═════ Texte
Christophe Kantcheff 

Est-ce que vous arrivez facilement à avoir cette gymnastique intellectuelle d’être sur le plan journalistique dans la réactivité pure qui est le sport le plus couru parmi les journalistes sur internet et, d'un autre côté, de prendre le temps et la durée que nécessite le travail critique, qui, lui, s'inscrit dans la durée ?


Christophe Beney

Ça se fait naturellement. On est guidés par la programmation des festivals. Je vais prendre deux exemples simples quand on parle de réactivité. A la dernière Mostra de Venise le film d’Harmony Korine était présenté et au casting figurent Selena Gomez et Vanessa Hudgens qui sont des jeunes femmes probablement très intéressantes ; le problème n’est pas là, ce qui est important c’est qu’elles ont une notoriété telle, qu’il faut qu’on parle d’elles immédiatement. Donc il faut être réactif. S’il y a une vidéo, il faut donner la vidéo parce qu’on a des lecteurs qui attendent ça.

Mais on a aussi la possibilité d’être dans le long terme.

Un autre exemple serait celui d'Holy Motors où on a eu toute une succession de répliques sur le site. On en a rendu compte de suite au moment de sa projection à Cannes, on est revenus dessus au moment de sa découverte en salle, on est revenus dessus encore une fois après, ce qui nous a permis de développer un tryptique qui rend compte d’une manière plus complète, plus fidèle du film.

Donc on fait ce grand écart permanent et je dirais qu’on n’a pas besoin de se poser la question de quand le faire et dans quelles circonstances le faire. Ça se dégage parce que la vie du festival fait qu’on nous pointe du doigt ce qui doit être dit immédiatement et on nous invite à laisser infuser d’autres rencontres, d’autres films pour essayer de développer un discours plus pertinent.



dimanche 30 décembre 2012

Christophe Kantcheff 

On va refaire un tour de table, cette fois sur les questions matérielles en groupant deux types de questions. Du point de vue du partage des rôles : comment les équipes s’organisent-elles ? au sein de l’équipe, y a-t-il un rédacteur en chef ? comment les films sont-ils partagés, qui écrit sur quoi et comment ? Puis la question de l’économie du site : est-ce que le site dégage un peu de revenus et si non, ou si "oui, mais pas suffisamment", comment faites-vous, vous, pour vivre, tout simplement ?
══════════
> Consigne: Traduisez en anglais la phrase suivante, tirée de l'entretien sur la critique de cinéma en ligne : « On est guidés par la programmation des festivals. »
═════ Données fournies
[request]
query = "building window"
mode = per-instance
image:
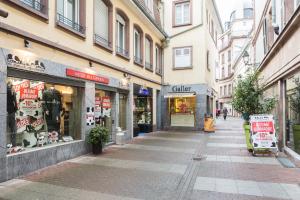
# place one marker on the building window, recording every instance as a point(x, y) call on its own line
point(37, 7)
point(103, 23)
point(138, 45)
point(182, 57)
point(182, 13)
point(221, 91)
point(207, 61)
point(122, 34)
point(71, 15)
point(148, 53)
point(158, 59)
point(149, 6)
point(248, 13)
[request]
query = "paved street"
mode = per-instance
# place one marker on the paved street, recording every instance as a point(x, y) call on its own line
point(165, 165)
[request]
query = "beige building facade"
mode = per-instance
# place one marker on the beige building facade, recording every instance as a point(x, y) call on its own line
point(190, 57)
point(67, 66)
point(276, 48)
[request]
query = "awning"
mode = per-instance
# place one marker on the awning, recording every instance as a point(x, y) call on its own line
point(179, 95)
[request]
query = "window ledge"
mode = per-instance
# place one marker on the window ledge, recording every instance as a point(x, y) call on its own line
point(123, 56)
point(69, 29)
point(103, 46)
point(181, 25)
point(37, 13)
point(182, 68)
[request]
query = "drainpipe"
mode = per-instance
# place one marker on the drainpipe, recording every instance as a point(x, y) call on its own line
point(3, 13)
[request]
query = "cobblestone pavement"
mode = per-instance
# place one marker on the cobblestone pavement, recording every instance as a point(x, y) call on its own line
point(165, 165)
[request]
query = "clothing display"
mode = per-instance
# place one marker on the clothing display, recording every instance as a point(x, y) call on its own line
point(11, 113)
point(52, 107)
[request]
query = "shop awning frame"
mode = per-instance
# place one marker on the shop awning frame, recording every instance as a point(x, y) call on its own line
point(180, 95)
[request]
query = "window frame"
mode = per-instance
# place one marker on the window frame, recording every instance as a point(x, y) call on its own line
══════════
> Réponse: We are guided by the festival programming.